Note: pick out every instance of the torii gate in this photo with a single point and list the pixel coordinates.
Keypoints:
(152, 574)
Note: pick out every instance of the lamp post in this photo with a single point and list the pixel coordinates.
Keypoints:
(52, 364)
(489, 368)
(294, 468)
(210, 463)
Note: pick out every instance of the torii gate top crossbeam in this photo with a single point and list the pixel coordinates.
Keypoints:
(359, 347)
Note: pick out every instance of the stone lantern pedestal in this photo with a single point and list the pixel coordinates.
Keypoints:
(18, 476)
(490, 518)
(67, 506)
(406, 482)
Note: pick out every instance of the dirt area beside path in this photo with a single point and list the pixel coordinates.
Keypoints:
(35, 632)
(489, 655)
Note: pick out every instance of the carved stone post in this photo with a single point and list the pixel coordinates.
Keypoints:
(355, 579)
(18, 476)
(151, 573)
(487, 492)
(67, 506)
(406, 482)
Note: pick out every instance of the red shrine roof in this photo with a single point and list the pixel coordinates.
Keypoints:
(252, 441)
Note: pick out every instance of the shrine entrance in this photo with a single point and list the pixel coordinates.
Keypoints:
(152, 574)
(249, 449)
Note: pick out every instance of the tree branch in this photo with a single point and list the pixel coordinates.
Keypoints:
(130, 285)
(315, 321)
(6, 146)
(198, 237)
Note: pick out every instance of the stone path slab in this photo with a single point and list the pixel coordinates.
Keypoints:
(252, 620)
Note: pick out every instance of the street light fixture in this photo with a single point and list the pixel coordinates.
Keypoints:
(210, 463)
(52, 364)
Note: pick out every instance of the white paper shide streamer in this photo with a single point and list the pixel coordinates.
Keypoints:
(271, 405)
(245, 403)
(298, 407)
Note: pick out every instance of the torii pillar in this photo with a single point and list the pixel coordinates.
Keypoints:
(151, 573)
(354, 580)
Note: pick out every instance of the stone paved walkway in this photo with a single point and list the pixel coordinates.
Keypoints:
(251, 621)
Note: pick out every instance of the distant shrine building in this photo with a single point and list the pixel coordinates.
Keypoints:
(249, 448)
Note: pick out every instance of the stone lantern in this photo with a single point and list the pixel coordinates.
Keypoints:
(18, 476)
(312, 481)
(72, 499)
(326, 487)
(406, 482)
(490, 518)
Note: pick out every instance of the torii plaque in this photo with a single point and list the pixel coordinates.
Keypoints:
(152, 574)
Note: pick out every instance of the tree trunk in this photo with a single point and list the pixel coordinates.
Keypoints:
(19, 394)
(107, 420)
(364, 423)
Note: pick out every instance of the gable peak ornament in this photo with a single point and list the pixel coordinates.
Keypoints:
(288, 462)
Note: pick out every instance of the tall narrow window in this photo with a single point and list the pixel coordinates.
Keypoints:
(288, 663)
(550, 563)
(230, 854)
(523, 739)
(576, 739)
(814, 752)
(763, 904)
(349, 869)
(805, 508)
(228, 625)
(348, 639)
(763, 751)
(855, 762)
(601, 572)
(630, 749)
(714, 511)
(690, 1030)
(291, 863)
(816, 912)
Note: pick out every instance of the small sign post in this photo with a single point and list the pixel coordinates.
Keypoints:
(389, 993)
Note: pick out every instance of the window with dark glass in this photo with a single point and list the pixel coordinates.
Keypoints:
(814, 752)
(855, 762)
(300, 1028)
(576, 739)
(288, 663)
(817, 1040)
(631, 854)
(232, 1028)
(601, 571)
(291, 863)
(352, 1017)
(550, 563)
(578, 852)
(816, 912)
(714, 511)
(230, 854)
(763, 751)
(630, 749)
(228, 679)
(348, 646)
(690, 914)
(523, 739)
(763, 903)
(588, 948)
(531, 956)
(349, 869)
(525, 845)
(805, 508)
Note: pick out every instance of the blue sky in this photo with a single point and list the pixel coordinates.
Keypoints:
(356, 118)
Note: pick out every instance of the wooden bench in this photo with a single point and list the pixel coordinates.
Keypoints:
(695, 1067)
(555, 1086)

--- Activity ---
Could you repeat exactly the lines in the listing above from the one with "Note: pick out every instance of the torii plaque" down to the one with "Note: pick out every instance of the window"? Include both of those lines.

--- Task result ---
Note: pick out every instance of the torii plaque in this photo with a single point and list the pixel coordinates.
Keypoints:
(152, 574)
Note: pick out every instance of the tree trunk in this photo with a single point and list the pixel coordinates.
Keypoints:
(19, 394)
(107, 420)
(364, 423)
Note: pick out every instance of the gable peak ornament in this photo with a single point and list the pixel coordinates.
Keypoints:
(288, 462)
Note: pick out every instance of the tall narrow window in this photo with a single point and list the pixel coordinates.
Keypoints:
(288, 663)
(550, 563)
(230, 854)
(523, 739)
(576, 739)
(814, 752)
(763, 904)
(349, 869)
(805, 508)
(228, 625)
(348, 639)
(763, 751)
(855, 762)
(601, 572)
(630, 749)
(714, 511)
(690, 1030)
(291, 863)
(816, 912)
Note: pick out every instance of the small sign post in this photo with a single point and list the pixel coordinates.
Keypoints:
(389, 993)
Note: pick out every instance of the window with dark glass in this photo with a single point and list the pixel coordinates.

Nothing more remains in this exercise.